● TEXT TO READ
+++

Two finite dimensional vector spaces over the same field are isomorphic iff they are of the same dimensions

Two finite dimensional vector spaces over the same field are isomorphic iff they are of the same dimensions
Theorem : 

Two finite dimensional vector spaces over the same field are isomorphic iff they are of the same dimensions.

Proof :

Let $U$ and $V$ be two finite dimensional real vector spaces which are isomorphic.
i.e. $\exists$ a function $f:U\to V$ which is one-one, onto and linear transformation.
Claim : $\dim U=\dim V$
Consider, $\dim U=n$
Let $S=\{\alpha_1, \alpha_2, ... , \alpha_n\}$ be a basis of U.

+++

● SHORT PROBLEM A
According to the proof about isomorphic vector spaces, what three properties does the function f from U to V have?
The proof text and the records are unrelated material.

+++

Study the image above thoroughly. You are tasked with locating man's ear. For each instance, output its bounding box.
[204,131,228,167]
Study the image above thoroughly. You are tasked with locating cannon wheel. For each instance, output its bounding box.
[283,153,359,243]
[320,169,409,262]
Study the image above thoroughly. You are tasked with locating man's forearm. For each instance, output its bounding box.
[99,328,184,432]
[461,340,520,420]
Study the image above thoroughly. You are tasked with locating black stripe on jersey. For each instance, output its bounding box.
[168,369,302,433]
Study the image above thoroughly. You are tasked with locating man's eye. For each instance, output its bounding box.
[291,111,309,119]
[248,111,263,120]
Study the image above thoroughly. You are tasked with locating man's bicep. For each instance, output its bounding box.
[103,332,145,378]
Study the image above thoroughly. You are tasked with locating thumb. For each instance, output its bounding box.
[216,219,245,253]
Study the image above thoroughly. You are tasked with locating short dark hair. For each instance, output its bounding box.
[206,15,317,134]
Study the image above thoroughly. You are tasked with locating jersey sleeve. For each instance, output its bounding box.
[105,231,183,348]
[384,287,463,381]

+++

● SHORT PROBLEM B
Copy all of the records line for line, without changing anything.

● CORRECT ANSWER A
It is one-one, onto, and a linear transformation.

● CORRECT ANSWER B
Study the image above thoroughly. You are tasked with locating man's ear. For each instance, output its bounding box.
[204,131,228,167]
Study the image above thoroughly. You are tasked with locating cannon wheel. For each instance, output its bounding box.
[283,153,359,243]
[320,169,409,262]
Study the image above thoroughly. You are tasked with locating man's forearm. For each instance, output its bounding box.
[99,328,184,432]
[461,340,520,420]
Study the image above thoroughly. You are tasked with locating black stripe on jersey. For each instance, output its bounding box.
[168,369,302,433]
Study the image above thoroughly. You are tasked with locating man's eye. For each instance, output its bounding box.
[291,111,309,119]
[248,111,263,120]
Study the image above thoroughly. You are tasked with locating man's bicep. For each instance, output its bounding box.
[103,332,145,378]
Study the image above thoroughly. You are tasked with locating thumb. For each instance, output its bounding box.
[216,219,245,253]
Study the image above thoroughly. You are tasked with locating short dark hair. For each instance, output its bounding box.
[206,15,317,134]
Study the image above thoroughly. You are tasked with locating jersey sleeve. For each instance, output its bounding box.
[105,231,183,348]
[384,287,463,381]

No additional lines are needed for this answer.